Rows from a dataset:
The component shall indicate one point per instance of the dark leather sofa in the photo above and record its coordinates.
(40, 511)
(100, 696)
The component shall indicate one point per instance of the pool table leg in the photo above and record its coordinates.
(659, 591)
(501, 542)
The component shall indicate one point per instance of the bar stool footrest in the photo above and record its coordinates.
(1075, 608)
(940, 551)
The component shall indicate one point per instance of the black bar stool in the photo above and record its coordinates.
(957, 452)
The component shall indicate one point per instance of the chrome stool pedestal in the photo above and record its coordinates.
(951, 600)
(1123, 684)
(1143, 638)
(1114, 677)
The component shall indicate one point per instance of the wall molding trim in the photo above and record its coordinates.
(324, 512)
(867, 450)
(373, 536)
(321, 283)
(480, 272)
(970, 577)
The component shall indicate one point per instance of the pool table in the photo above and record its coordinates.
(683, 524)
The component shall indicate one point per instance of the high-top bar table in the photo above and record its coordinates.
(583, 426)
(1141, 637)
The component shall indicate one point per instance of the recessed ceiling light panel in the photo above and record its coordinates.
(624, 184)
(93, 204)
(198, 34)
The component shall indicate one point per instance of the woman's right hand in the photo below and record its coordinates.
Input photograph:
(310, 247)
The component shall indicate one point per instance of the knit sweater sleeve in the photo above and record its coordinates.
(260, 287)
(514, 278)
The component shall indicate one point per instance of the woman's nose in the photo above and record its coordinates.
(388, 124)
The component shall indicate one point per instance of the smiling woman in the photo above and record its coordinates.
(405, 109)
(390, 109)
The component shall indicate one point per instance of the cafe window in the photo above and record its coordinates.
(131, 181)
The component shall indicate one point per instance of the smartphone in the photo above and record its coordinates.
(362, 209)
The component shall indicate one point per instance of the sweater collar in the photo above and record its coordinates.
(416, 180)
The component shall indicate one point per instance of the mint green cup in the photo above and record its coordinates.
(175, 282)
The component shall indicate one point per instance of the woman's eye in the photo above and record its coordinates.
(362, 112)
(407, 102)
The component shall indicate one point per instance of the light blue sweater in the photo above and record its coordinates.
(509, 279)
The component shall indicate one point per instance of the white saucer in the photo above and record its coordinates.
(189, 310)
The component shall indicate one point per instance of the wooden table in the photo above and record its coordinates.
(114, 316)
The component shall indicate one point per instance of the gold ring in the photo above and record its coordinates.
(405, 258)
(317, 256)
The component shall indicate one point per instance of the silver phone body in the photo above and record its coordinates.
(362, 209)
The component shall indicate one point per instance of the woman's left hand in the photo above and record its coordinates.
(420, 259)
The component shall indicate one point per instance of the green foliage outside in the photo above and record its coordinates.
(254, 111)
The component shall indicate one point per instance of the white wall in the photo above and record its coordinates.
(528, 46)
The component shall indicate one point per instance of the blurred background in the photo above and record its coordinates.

▶ _Given request_: Return all of the lines above, copied exactly.

▶ _Answer below_:
The component shall indicate one point per instance of the dark leather sofa in the photo above and record its coordinates.
(40, 511)
(100, 696)
The component shall indicate one point per instance of the pool table leg in the photo above and record its coordinates.
(659, 591)
(501, 542)
The component shall indicate one point per instance of the bar stool footrest in the photo above and record its coordinates.
(1075, 608)
(940, 551)
The component shall indicate one point per instance of the black bar stool in the photo above and record its coordinates.
(957, 452)
The component shall indicate one point per instance of the chrome stool pedestal in the photo above and record its coordinates.
(951, 600)
(1123, 684)
(1143, 638)
(1114, 677)
The component shall indicate one point per instance of the wall molding trim in the photo above and record its coordinates.
(324, 512)
(867, 450)
(373, 536)
(321, 283)
(480, 272)
(970, 577)
The component shall indicate one point per instance of the pool table in the photo above and record its coordinates.
(683, 524)
The component shall indicate one point per instance of the high-top bar table in the photo above and record its coordinates.
(583, 426)
(1141, 637)
The component shall indicate one point per instance of the recessed ceiling light panel in the photo above and record its coordinates.
(624, 184)
(93, 204)
(198, 34)
The component shall indicate one point per instance of the woman's right hand in the photo below and record its coordinates.
Input photograph:
(310, 247)
The component shall indicate one point per instance of the knit sweater sleeve in the photo above and record its coordinates.
(260, 287)
(514, 278)
The component shall indicate one point per instance of the woman's nose in the photo above and record its coordinates.
(388, 124)
The component shall indicate one point per instance of the smiling woman in the photo above and record its coordinates.
(405, 109)
(390, 109)
The component shall indicate one point per instance of the cafe window in the photo above and record its coordinates.
(131, 181)
The component shall indicate one point per instance of the smartphone in the photo above and record its coordinates.
(362, 209)
The component shall indicate one point per instance of the sweater collar in the photo above and record its coordinates.
(416, 180)
The component shall indicate one point per instance of the mint green cup in the photo above and record its coordinates.
(175, 282)
The component shall indicate one point per instance of the woman's eye in the photo above and record its coordinates.
(362, 112)
(407, 102)
The component shall indicate one point per instance of the light blue sweater in the photo above and record its coordinates.
(509, 279)
The component shall indicate one point per instance of the white saucer in the photo above and record its coordinates.
(189, 310)
The component shall indicate one point per instance of the wooden table in the photo above and record its coordinates.
(114, 316)
The component shall indicate one point per instance of the gold ring in the photo above and record its coordinates.
(405, 258)
(317, 256)
The component shall indicate one point per instance of the silver phone body in the photo above and record its coordinates.
(362, 209)
The component shall indicate one point per instance of the woman's left hand in the photo above and record its coordinates.
(420, 259)
The component shall indicate one point per instance of the green foliage outside in the photo above and record its coordinates.
(254, 111)
The component shall indicate one point per instance of the white wall in the photo above and record its coordinates.
(528, 46)
The component shall indicate one point per instance of the blurred background in the photo above and record its coordinates.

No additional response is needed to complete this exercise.